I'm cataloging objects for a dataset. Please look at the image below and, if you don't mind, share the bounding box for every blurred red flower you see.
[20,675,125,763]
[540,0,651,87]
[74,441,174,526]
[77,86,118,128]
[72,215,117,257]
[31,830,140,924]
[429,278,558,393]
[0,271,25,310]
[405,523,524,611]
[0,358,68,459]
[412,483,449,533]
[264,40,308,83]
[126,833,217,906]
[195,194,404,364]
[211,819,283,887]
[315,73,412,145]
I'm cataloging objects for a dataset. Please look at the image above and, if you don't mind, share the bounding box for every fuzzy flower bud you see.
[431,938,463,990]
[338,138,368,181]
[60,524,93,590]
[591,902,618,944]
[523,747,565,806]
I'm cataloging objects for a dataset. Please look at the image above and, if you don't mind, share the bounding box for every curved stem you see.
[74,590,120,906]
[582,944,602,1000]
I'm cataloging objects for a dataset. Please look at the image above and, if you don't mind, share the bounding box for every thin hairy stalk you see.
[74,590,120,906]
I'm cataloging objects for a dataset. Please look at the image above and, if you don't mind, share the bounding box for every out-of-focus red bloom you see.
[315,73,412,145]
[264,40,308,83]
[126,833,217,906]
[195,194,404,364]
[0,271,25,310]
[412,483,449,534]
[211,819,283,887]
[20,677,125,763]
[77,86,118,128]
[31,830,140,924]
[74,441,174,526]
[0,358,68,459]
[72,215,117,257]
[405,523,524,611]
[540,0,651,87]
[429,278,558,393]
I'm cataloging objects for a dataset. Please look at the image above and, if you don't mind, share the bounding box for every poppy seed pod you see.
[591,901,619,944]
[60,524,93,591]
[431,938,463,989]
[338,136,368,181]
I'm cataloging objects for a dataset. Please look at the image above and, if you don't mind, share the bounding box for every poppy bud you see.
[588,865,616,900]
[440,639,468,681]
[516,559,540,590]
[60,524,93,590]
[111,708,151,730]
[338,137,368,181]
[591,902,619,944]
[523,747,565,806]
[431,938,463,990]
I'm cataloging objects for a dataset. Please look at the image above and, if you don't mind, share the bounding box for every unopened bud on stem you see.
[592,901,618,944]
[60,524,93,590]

******************************

*CHALLENGE:* Write down all the entries again without a single difference.

*RIGHT ANSWER:*
I'm cataloging objects for a dataset. Please look at the image below and, if you don't mind, share the bounding box for every blurred red flower you see.
[20,675,125,763]
[540,0,651,87]
[74,441,174,526]
[77,86,118,128]
[72,215,117,257]
[31,830,140,924]
[429,278,558,393]
[0,271,25,310]
[405,523,524,611]
[0,358,68,459]
[412,483,449,533]
[264,40,308,83]
[126,833,217,906]
[195,194,404,364]
[211,819,283,887]
[315,73,412,145]
I'm cataloging objects for a dataset. Please look at the image above and, if you don't mind, share the bounding box for every fuzzy flower bud you see.
[431,938,463,990]
[338,138,368,181]
[60,524,93,590]
[591,902,618,944]
[523,747,565,806]
I'm cataloging objects for a dataset. Please look at the image above and, if you don't mind, share the bounding box for every curved stem you see.
[74,590,120,906]
[582,944,602,1000]
I'm cataloging objects for a dataset. Please look at the image above and, if you don't mind, share the bounding box for every thin hairy stalk you see.
[74,590,120,906]
I'm cataloging objects for a dataset. Please look at the image above and, if you don't mind, share the bounding box for every out-of-focus red bloom you see.
[315,73,412,145]
[264,40,308,83]
[126,833,217,906]
[195,194,404,364]
[0,271,25,310]
[412,483,449,534]
[211,819,283,887]
[20,677,125,763]
[77,86,118,128]
[31,830,140,924]
[74,441,174,526]
[0,358,68,459]
[72,215,117,257]
[405,523,524,611]
[540,0,651,87]
[429,278,558,393]
I'm cataloging objects for a dataset. Please look at the image above and, if you don't mind, share the bounding box for every poppy seed pod you see.
[591,901,619,944]
[60,524,93,591]
[431,938,463,989]
[338,136,368,181]
I'm cataloging objects for a dataset. Please look at the image above and, if you don't mind, share the bounding box for every poppy bud you see.
[588,865,616,900]
[440,639,468,681]
[516,559,540,590]
[60,524,93,590]
[111,708,151,730]
[338,137,368,181]
[591,902,619,944]
[523,747,565,806]
[431,938,463,990]
I'm cataloging objects for a dataset. Please look at the image above and, if you don't mind, share the bounding box for every unopened bud on stem you see.
[592,901,618,944]
[60,524,93,590]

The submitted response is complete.